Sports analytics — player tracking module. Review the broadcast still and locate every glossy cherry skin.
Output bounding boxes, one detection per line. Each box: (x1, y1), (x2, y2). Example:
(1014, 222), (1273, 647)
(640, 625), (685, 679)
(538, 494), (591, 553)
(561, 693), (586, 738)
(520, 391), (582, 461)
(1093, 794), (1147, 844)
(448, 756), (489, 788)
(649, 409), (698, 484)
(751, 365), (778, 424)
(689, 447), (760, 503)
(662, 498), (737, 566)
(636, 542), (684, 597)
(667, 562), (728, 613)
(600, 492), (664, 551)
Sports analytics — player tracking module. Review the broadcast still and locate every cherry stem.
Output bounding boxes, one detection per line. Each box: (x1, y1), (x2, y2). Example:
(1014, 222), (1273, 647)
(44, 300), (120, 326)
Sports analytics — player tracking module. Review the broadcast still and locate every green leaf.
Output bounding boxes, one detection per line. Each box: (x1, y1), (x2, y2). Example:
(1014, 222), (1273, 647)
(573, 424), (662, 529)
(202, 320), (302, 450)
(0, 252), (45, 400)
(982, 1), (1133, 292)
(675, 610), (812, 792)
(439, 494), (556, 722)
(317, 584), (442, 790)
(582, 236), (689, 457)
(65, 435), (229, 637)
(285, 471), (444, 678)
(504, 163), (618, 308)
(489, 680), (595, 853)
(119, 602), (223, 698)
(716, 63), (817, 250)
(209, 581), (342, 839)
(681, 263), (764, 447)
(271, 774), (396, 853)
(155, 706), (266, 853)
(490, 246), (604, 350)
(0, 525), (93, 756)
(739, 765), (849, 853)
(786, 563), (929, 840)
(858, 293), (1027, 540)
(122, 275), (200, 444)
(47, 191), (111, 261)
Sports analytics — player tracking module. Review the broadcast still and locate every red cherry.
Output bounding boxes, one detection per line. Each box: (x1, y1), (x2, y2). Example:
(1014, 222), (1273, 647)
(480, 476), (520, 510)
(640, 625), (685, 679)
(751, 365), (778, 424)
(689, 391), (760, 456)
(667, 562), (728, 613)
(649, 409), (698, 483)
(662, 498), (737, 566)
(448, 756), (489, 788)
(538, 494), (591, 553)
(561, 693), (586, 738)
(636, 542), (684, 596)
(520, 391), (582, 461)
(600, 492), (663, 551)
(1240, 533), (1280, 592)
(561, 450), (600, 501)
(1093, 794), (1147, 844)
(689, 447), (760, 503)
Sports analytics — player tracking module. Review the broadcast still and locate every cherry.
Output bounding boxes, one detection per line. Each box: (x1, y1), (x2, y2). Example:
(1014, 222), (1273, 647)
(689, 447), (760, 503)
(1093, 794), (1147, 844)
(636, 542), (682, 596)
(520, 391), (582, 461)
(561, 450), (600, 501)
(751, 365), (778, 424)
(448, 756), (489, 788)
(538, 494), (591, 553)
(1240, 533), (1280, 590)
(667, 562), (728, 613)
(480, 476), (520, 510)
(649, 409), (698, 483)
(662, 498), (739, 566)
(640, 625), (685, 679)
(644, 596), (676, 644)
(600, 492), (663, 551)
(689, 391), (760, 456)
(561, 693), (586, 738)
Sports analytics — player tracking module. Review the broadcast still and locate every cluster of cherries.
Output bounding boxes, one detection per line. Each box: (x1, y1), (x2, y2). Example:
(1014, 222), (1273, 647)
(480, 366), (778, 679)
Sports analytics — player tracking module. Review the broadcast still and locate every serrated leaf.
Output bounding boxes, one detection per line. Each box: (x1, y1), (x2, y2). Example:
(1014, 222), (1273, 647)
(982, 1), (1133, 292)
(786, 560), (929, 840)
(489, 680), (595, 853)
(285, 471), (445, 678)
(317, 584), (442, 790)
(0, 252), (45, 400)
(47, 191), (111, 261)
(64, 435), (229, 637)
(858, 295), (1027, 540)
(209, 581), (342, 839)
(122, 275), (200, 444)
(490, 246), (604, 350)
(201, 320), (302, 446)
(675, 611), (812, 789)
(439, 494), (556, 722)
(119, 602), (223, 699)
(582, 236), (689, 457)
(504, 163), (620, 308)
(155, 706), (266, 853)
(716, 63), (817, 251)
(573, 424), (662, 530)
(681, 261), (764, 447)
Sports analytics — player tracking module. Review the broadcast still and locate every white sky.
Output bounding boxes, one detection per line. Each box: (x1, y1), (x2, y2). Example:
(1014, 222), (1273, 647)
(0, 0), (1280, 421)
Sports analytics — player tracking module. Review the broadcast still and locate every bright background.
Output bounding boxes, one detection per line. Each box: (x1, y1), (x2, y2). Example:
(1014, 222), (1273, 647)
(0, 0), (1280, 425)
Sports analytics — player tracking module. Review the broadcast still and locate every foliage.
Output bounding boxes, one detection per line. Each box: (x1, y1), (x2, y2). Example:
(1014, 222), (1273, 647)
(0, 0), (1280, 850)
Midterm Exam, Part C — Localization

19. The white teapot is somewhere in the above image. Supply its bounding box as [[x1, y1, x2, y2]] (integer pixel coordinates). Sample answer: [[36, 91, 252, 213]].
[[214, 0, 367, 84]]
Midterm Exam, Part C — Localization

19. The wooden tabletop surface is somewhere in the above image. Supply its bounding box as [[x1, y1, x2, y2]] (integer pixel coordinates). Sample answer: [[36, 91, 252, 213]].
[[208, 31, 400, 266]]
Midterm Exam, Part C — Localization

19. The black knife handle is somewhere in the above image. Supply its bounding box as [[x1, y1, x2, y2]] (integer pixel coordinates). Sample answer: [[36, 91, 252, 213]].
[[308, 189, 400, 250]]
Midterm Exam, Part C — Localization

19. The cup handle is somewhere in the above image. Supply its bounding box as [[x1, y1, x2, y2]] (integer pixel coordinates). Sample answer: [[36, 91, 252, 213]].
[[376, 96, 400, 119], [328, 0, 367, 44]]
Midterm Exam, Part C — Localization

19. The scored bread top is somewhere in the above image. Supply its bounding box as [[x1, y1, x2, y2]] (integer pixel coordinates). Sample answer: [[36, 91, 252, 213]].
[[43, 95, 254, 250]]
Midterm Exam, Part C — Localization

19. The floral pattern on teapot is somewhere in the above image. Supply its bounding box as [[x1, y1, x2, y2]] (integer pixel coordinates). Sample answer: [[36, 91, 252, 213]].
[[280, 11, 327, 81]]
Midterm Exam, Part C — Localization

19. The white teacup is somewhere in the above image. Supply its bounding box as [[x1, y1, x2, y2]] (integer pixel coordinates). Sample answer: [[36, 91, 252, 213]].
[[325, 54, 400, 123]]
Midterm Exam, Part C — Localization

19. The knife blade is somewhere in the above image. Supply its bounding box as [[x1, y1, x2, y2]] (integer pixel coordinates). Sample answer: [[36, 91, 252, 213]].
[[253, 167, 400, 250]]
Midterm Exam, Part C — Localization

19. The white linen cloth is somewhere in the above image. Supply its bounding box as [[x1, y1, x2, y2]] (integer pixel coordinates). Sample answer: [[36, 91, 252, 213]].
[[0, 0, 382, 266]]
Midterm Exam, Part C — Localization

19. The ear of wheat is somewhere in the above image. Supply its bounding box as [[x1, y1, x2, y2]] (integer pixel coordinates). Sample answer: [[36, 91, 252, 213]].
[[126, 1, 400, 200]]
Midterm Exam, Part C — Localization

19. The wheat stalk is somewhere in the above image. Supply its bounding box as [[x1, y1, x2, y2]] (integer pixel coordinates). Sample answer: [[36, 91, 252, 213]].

• **WHAT YOU WILL DO**: Print the data above verbatim, every line from first to last, with nothing changed or left out.

• **RESULT OF THIS EXERCISE**:
Sports analytics — player tracking module. Review the broadcast still and locate every glossy cherry skin.
Output bounding boxes, one detection per line. Each box: (x1, y1), (x2, y2). Example:
(1014, 222), (1273, 647)
(640, 625), (685, 679)
(538, 494), (591, 553)
(561, 693), (586, 738)
(520, 391), (582, 461)
(1093, 794), (1147, 844)
(448, 756), (489, 788)
(649, 409), (698, 484)
(751, 365), (778, 424)
(689, 447), (760, 503)
(662, 498), (737, 566)
(636, 542), (684, 597)
(667, 562), (728, 613)
(600, 492), (664, 551)
Sports analytics — player tracking module. Review the broadcast still and locate every cherry stem.
Output bounding boxes, one detection per line. Each box: (x1, y1), (x2, y2). Example:
(1014, 222), (1273, 647)
(44, 300), (120, 326)
Sports analytics — player tracking module. Review the broadcast still and locate every green leaf.
Output bounding boxes, one detection per line. Each box: (x1, y1), (x2, y2). Example:
(1014, 222), (1273, 647)
(573, 424), (662, 529)
(202, 320), (302, 450)
(0, 252), (45, 400)
(982, 1), (1133, 292)
(675, 610), (812, 792)
(439, 494), (556, 722)
(317, 584), (442, 790)
(582, 236), (689, 457)
(65, 435), (229, 637)
(285, 471), (444, 678)
(504, 163), (618, 308)
(489, 680), (595, 853)
(119, 602), (223, 698)
(716, 63), (817, 250)
(209, 581), (342, 839)
(681, 263), (764, 447)
(271, 774), (396, 853)
(155, 706), (266, 853)
(490, 246), (604, 350)
(0, 525), (93, 756)
(739, 765), (849, 853)
(786, 563), (929, 840)
(858, 293), (1027, 540)
(122, 275), (200, 444)
(47, 191), (111, 261)
Sports analytics — player tracking module. Review the broadcast still and locate every red cherry.
Output bounding boxes, one detection per line. Each box: (x1, y1), (x2, y2). Example:
(1014, 222), (1273, 647)
(480, 476), (520, 510)
(640, 625), (685, 679)
(751, 365), (778, 424)
(689, 391), (760, 456)
(667, 562), (728, 613)
(649, 409), (698, 483)
(662, 498), (737, 566)
(448, 756), (489, 788)
(538, 494), (591, 553)
(561, 693), (586, 738)
(636, 542), (684, 596)
(520, 391), (582, 461)
(600, 492), (663, 551)
(1240, 533), (1280, 592)
(561, 450), (600, 501)
(1093, 794), (1147, 844)
(689, 447), (760, 503)
Sports analytics — player tracking module. Review the broadcast still and locate every cherry.
Output bounding boxes, one detection per line. Each box: (x1, y1), (x2, y2). Example:
(1014, 222), (1273, 647)
(689, 447), (760, 503)
(1093, 794), (1147, 844)
(636, 542), (682, 596)
(520, 391), (582, 461)
(561, 450), (600, 501)
(751, 365), (778, 424)
(448, 756), (489, 788)
(538, 494), (591, 553)
(1240, 533), (1280, 590)
(667, 562), (728, 613)
(480, 476), (520, 510)
(649, 409), (698, 483)
(662, 498), (739, 566)
(640, 625), (685, 679)
(644, 596), (676, 644)
(600, 492), (663, 551)
(689, 391), (760, 456)
(561, 693), (586, 738)
Sports analytics — player tracking module. Review the broadcast still and locate every cluster of cherries.
Output bounding boxes, one detection per line. Each box: (x1, y1), (x2, y2). Example:
(1014, 222), (1273, 647)
(480, 366), (778, 679)
Sports analytics — player tracking module. Review the broadcast still and locate every serrated leaf.
Output bounding boxes, one detection per line. Each box: (x1, y1), (x2, y2). Example:
(1014, 222), (1273, 647)
(982, 1), (1133, 292)
(786, 560), (929, 840)
(489, 680), (595, 853)
(285, 471), (445, 678)
(317, 584), (442, 790)
(0, 252), (45, 400)
(47, 191), (111, 261)
(64, 435), (229, 637)
(858, 295), (1027, 540)
(209, 581), (342, 839)
(122, 275), (200, 444)
(490, 246), (604, 350)
(201, 320), (302, 446)
(675, 611), (812, 789)
(439, 494), (556, 722)
(119, 602), (223, 699)
(582, 236), (689, 457)
(504, 163), (620, 308)
(155, 706), (266, 853)
(716, 63), (817, 251)
(573, 424), (662, 530)
(681, 261), (764, 447)
Sports analytics — player tracking module. Review the broadcast still and locate every white sky.
Output bounding boxes, one detection per line. Each box: (x1, y1), (x2, y2). Example:
(1014, 222), (1273, 647)
(0, 0), (1280, 421)
Sports analytics — player tracking module. Review the broadcast still and locate every bright background.
Output bounding boxes, one detection per line. Each box: (x1, y1), (x2, y2). Example:
(1014, 222), (1273, 647)
(0, 0), (1280, 425)
Sports analytics — player tracking module. Review the broadcast still and locate every foliage.
Output bounding boxes, one detection per line. Each box: (x1, y1), (x2, y2). Example:
(1014, 222), (1273, 647)
(0, 0), (1280, 850)
Midterm Exam, Part C — Localization

19. The white teapot is somewhere in the above image. Supply its bounding box as [[x1, y1, x2, y2]] (integer pixel coordinates). Sample answer: [[36, 91, 252, 213]].
[[214, 0, 367, 84]]
Midterm Exam, Part C — Localization

19. The wooden tabletop surface is somewhere in the above image. Supply its bounding box as [[x1, y1, x2, y2]] (integer pixel coordinates). Sample answer: [[36, 91, 252, 213]].
[[208, 31, 400, 266]]
Midterm Exam, Part C — Localization

19. The black knife handle is somewhere in the above image. Supply its bounding box as [[x1, y1, x2, y2]] (integer pixel coordinates). Sample answer: [[36, 91, 252, 213]].
[[308, 189, 400, 250]]
Midterm Exam, Part C — Localization

19. The cup handle is somewhere in the above image. Supply its bounding box as [[x1, y1, x2, y2]] (integer pixel coordinates). Sample answer: [[36, 91, 252, 213]].
[[376, 96, 400, 119], [328, 0, 367, 44]]
Midterm Exam, Part C — Localization

19. The scored bread top is somewhere in the above image. Supply its bounding box as [[x1, y1, x2, y2]] (integer pixel coordinates). Sample answer: [[36, 91, 252, 213]].
[[43, 95, 254, 250]]
Midterm Exam, Part C — Localization

19. The floral pattern on teapot is somewhere in the above image. Supply its bounding box as [[x1, y1, x2, y2]] (integer pixel coordinates). Sample answer: [[36, 91, 252, 213]].
[[280, 11, 327, 81]]
Midterm Exam, Part C — Localization

19. The white teacup is somewhere in the above image. Supply its bounding box as [[x1, y1, x2, y2]] (integer pixel coordinates). Sample answer: [[36, 91, 252, 213]].
[[325, 54, 400, 123]]
Midterm Exam, Part C — Localization

19. The knife blade is somewhere in the above image. Supply its bounding box as [[x1, y1, x2, y2]] (integer pixel coordinates). Sample answer: [[36, 91, 252, 213]].
[[253, 167, 400, 250]]
Midterm Exam, Part C — Localization

19. The white linen cloth is somewhere in the above image. Supply its bounding box as [[x1, y1, x2, y2]] (integer pixel coordinates). Sample answer: [[36, 91, 252, 213]].
[[0, 0, 382, 266]]
Midterm Exam, Part C — Localization

19. The ear of wheat is somewhere in the above image. Supply its bounding box as [[x1, y1, x2, y2]] (integer pixel coordinates). Sample answer: [[36, 91, 252, 213]].
[[126, 1, 400, 200]]
Midterm Exam, Part C — Localization

19. The wheat stalk is somewhere in the above image. Supply its bounding box as [[x1, y1, x2, y2]] (integer pixel coordinates). Sample answer: [[36, 91, 252, 213]].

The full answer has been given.